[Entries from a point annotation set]
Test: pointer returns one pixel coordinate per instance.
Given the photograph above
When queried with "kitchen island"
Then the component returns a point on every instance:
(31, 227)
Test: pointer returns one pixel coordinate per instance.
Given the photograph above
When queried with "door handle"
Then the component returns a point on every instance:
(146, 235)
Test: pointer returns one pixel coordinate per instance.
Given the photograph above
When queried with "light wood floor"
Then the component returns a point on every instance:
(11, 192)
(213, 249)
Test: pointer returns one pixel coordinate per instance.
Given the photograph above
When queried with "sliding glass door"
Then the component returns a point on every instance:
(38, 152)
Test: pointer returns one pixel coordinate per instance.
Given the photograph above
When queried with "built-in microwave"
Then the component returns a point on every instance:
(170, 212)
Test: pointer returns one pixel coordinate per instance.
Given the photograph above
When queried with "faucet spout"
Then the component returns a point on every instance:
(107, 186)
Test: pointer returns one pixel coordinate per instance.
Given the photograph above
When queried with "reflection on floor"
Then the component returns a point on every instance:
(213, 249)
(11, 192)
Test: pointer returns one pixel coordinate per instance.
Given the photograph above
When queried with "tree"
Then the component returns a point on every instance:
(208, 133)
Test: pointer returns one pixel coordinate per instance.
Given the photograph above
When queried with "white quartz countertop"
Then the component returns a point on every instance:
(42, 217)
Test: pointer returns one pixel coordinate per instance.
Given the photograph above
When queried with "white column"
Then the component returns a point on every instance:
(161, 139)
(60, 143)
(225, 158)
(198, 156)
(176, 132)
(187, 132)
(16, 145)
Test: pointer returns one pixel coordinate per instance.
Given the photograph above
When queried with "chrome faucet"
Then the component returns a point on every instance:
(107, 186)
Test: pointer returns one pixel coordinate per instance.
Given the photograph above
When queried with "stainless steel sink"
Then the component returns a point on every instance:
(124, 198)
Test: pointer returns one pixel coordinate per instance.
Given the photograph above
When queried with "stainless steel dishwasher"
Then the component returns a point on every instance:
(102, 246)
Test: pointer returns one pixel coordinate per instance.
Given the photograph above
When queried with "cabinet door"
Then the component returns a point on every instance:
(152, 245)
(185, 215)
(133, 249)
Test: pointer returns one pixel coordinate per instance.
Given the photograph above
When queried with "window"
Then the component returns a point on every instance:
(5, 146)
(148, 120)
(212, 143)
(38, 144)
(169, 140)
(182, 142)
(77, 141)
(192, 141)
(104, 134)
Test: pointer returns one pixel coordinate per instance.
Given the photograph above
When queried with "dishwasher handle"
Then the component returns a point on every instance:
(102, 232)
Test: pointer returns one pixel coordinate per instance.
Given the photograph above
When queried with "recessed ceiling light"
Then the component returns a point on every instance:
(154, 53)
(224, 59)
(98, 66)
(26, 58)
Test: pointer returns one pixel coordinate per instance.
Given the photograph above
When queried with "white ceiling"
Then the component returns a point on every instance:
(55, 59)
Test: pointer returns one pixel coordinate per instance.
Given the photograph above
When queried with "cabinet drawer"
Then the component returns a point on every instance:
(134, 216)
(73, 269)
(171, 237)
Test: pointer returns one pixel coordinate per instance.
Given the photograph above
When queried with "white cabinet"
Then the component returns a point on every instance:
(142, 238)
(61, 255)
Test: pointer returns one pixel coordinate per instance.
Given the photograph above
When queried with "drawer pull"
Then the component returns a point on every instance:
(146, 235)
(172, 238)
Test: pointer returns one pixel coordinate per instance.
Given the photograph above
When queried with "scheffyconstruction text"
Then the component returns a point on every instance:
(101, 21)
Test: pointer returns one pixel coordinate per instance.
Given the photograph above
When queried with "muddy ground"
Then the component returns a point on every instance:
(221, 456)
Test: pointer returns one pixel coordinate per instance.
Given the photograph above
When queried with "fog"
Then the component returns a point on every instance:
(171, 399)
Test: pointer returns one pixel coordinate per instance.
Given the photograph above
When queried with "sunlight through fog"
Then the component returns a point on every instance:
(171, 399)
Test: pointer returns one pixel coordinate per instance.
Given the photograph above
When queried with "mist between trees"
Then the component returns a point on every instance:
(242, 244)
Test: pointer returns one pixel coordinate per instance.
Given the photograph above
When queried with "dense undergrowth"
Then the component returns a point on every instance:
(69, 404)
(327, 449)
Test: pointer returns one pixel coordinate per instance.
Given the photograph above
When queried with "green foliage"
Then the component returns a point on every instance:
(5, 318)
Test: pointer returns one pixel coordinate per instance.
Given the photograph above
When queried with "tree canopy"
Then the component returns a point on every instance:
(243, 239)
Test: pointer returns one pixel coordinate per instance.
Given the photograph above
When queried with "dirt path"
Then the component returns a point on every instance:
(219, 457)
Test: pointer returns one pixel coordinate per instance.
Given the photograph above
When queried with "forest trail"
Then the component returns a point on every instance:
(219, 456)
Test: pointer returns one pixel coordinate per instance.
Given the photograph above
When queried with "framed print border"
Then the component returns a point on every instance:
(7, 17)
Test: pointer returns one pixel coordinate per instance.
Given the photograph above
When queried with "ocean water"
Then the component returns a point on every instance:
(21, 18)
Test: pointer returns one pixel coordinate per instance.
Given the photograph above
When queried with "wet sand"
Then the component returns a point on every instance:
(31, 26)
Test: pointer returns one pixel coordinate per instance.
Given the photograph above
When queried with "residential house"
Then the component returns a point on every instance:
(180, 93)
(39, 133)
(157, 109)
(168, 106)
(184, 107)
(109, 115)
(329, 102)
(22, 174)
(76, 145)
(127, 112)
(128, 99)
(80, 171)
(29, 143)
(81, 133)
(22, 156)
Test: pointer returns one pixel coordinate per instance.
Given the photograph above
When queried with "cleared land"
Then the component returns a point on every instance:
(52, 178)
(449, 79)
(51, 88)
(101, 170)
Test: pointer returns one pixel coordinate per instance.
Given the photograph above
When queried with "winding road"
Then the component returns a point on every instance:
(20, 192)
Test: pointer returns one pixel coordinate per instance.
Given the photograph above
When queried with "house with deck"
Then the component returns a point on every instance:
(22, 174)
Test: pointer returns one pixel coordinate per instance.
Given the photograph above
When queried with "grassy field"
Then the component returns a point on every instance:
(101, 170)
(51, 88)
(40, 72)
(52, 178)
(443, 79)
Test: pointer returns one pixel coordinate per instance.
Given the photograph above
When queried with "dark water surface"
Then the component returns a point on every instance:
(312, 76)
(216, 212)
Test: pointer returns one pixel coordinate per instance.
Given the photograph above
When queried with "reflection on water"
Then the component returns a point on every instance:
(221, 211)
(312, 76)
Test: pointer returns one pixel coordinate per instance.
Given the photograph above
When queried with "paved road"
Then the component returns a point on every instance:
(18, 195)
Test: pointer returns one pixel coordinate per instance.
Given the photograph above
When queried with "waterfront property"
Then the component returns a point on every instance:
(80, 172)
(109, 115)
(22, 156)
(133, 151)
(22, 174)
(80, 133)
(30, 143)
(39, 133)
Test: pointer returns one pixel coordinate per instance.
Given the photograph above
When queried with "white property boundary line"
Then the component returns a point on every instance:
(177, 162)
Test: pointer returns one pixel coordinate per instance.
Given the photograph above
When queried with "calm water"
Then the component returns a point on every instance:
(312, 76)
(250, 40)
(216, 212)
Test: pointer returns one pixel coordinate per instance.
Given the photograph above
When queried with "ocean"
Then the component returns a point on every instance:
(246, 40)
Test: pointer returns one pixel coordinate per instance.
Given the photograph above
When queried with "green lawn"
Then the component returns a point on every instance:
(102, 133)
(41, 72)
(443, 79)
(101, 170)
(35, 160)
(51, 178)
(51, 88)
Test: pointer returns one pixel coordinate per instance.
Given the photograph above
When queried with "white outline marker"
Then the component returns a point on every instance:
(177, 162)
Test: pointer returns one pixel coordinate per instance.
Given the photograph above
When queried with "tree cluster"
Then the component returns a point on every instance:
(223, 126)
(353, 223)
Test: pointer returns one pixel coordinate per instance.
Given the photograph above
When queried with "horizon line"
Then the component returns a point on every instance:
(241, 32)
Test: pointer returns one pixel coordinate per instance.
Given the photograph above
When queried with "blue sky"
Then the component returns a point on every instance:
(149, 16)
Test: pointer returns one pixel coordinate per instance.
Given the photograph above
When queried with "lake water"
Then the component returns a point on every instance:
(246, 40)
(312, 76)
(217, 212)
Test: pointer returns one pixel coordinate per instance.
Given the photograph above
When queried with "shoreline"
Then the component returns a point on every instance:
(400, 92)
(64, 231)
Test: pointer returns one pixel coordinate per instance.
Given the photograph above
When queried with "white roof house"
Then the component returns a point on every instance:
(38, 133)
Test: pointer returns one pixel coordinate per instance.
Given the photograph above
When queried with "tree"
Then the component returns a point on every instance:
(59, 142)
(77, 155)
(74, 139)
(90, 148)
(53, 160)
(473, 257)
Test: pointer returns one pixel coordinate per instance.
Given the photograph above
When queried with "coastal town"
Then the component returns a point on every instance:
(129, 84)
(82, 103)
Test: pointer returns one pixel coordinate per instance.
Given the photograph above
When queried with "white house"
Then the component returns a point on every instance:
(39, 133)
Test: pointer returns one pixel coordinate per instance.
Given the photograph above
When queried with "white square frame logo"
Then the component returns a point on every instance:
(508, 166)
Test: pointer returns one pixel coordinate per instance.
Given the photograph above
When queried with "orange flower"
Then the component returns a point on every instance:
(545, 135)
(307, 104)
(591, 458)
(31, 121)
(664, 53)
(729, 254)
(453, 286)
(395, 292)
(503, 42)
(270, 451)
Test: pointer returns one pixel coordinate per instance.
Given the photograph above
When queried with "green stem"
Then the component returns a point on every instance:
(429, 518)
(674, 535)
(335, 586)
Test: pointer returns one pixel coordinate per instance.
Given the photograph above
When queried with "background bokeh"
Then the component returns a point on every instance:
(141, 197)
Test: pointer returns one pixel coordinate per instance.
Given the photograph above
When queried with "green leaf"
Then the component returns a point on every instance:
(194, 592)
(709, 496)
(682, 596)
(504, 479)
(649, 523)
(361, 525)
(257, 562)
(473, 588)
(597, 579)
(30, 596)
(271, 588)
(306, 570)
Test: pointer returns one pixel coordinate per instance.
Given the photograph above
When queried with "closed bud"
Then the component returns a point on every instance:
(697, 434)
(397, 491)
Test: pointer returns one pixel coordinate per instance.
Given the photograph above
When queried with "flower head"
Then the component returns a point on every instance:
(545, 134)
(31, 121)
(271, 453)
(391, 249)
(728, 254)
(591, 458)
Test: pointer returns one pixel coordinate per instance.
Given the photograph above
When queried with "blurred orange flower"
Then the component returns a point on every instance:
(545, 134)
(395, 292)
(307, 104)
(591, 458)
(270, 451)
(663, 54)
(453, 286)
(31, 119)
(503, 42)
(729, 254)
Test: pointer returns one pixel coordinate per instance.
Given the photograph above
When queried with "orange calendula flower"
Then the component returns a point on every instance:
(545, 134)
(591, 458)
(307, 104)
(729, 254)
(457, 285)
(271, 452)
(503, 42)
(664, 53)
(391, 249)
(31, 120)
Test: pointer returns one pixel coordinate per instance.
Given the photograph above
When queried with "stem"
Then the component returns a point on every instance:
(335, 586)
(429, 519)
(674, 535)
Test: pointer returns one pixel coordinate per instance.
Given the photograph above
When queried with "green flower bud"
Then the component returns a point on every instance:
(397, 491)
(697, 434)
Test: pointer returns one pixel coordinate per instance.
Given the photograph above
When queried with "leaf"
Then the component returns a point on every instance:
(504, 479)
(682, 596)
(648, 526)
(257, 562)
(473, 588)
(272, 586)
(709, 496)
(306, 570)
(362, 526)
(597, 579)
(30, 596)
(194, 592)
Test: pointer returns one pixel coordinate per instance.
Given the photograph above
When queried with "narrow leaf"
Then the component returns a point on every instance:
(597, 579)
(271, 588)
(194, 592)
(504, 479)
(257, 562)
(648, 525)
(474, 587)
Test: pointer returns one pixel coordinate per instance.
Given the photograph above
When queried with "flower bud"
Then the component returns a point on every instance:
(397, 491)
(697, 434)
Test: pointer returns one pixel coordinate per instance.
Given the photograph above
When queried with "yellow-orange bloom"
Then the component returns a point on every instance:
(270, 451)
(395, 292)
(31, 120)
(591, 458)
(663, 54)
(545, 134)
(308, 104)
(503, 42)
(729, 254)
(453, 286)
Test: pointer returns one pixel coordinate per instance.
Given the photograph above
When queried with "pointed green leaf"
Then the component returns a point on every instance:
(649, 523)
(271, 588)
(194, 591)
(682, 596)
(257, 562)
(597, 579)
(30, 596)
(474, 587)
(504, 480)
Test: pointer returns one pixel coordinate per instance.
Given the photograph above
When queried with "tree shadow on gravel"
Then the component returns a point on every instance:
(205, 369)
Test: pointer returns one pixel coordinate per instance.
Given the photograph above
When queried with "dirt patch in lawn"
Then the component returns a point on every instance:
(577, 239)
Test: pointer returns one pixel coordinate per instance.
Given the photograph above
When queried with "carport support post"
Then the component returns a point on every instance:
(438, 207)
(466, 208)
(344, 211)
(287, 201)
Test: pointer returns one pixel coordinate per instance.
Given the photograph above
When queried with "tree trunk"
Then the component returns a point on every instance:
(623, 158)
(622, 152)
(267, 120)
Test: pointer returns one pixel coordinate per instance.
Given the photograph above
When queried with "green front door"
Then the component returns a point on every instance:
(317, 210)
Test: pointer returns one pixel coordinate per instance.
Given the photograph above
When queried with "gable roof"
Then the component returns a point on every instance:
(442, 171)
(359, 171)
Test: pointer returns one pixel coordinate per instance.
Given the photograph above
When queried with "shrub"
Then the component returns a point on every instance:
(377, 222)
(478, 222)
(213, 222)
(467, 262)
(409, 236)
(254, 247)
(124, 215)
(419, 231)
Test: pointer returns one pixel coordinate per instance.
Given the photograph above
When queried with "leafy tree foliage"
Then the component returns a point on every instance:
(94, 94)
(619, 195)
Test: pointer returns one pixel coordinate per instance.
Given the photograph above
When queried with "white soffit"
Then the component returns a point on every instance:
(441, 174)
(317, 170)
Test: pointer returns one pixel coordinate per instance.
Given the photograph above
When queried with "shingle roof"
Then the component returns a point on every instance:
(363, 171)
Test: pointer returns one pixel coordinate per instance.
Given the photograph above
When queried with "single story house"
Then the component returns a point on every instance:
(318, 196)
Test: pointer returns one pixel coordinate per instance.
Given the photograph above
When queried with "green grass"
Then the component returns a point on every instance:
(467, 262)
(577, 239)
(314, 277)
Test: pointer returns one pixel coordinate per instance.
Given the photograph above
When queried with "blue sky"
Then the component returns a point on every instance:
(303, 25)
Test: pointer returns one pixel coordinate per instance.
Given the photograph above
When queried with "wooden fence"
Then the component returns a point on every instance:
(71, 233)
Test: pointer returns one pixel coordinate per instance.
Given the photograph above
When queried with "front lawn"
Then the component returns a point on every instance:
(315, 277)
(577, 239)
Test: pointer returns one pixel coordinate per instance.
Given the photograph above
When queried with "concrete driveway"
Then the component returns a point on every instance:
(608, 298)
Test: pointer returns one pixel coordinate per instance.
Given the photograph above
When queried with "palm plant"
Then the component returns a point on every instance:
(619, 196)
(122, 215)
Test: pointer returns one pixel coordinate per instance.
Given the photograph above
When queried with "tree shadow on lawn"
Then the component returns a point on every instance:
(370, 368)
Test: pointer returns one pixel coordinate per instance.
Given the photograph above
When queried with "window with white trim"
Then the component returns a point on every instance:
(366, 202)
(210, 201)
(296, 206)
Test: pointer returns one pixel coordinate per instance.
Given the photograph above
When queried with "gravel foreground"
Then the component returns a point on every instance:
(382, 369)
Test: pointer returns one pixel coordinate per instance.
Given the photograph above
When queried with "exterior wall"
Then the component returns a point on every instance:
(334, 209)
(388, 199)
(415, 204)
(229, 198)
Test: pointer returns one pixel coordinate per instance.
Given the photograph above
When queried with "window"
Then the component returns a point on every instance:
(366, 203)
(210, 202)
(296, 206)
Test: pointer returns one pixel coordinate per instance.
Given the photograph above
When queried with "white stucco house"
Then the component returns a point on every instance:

- **What is asked**: Return every line of the records above that contains the string "dishwasher", treating case as significant.

- **Answer**:
When queried with "stainless steel dishwasher"
When queried with "dishwasher handle"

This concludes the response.